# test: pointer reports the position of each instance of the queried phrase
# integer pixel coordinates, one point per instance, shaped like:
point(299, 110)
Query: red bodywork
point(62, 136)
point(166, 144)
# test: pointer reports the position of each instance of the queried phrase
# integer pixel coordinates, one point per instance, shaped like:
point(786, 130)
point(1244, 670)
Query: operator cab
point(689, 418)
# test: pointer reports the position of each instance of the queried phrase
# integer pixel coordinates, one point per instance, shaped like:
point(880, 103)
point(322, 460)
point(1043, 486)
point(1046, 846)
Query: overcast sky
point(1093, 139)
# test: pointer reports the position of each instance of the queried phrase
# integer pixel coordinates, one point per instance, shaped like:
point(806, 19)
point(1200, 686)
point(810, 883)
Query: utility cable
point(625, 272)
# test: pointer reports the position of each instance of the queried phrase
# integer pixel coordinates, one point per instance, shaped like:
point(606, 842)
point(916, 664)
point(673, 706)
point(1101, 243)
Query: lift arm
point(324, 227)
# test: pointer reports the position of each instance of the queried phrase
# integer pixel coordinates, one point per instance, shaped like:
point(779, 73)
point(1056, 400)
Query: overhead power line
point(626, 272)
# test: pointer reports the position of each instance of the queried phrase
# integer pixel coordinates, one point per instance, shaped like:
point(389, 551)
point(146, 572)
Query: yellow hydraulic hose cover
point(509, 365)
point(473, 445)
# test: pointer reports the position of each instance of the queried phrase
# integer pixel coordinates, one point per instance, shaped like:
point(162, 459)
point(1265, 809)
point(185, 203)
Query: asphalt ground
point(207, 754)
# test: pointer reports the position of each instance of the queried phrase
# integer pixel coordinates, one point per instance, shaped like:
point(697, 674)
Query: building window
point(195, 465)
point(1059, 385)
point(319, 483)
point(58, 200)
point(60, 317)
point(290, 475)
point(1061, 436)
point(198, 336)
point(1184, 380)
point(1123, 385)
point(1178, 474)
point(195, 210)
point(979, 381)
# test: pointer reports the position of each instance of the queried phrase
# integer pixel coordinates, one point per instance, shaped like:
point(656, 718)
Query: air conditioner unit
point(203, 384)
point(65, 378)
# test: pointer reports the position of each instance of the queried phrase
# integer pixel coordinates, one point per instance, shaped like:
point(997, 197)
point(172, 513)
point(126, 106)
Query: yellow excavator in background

WRITTEN EXERCISE | Please add 102 to each coordinate in the answer points, starting with the first line of the records and going on through the line containing "point(626, 272)". Give back every line in that span, leaving the sample points and all other text unchanged.

RESPONSE TO THIS EXERCISE |
# test: pointer reports the position of each instance of the queried phrase
# integer pixel coordinates, one point per instance, shaped like:
point(299, 110)
Query: red bodywork
point(164, 238)
point(268, 246)
# test: pointer reports the position of each instance of the queried phrase
# integer pixel coordinates, one point per instance, shaped like:
point(786, 130)
point(1244, 670)
Query: operator cab
point(791, 520)
# test: pointer reports the position of each instance of the queried phrase
# integer pixel coordinates, one point per instance, shaped like:
point(880, 103)
point(322, 460)
point(1043, 486)
point(1046, 846)
Query: overcast sky
point(1195, 241)
# test: pointer reports the position of each instance of the queried phrase
# integer pixel coordinates, one point per instance, shaped like:
point(806, 19)
point(1200, 686)
point(810, 883)
Query: utility cable
point(727, 374)
# test: pointer reports the position of each instance of the queried phrase
# integer pixel coordinates, one point per instance, shaped like:
point(606, 842)
point(916, 664)
point(673, 706)
point(1101, 243)
Query: lift arm
point(426, 329)
# test: pointer reports the position of each instance of the queried phrase
# integer pixel coordinates, one point per instance, shaped like:
point(779, 73)
point(1056, 400)
Query: overhead power line
point(728, 374)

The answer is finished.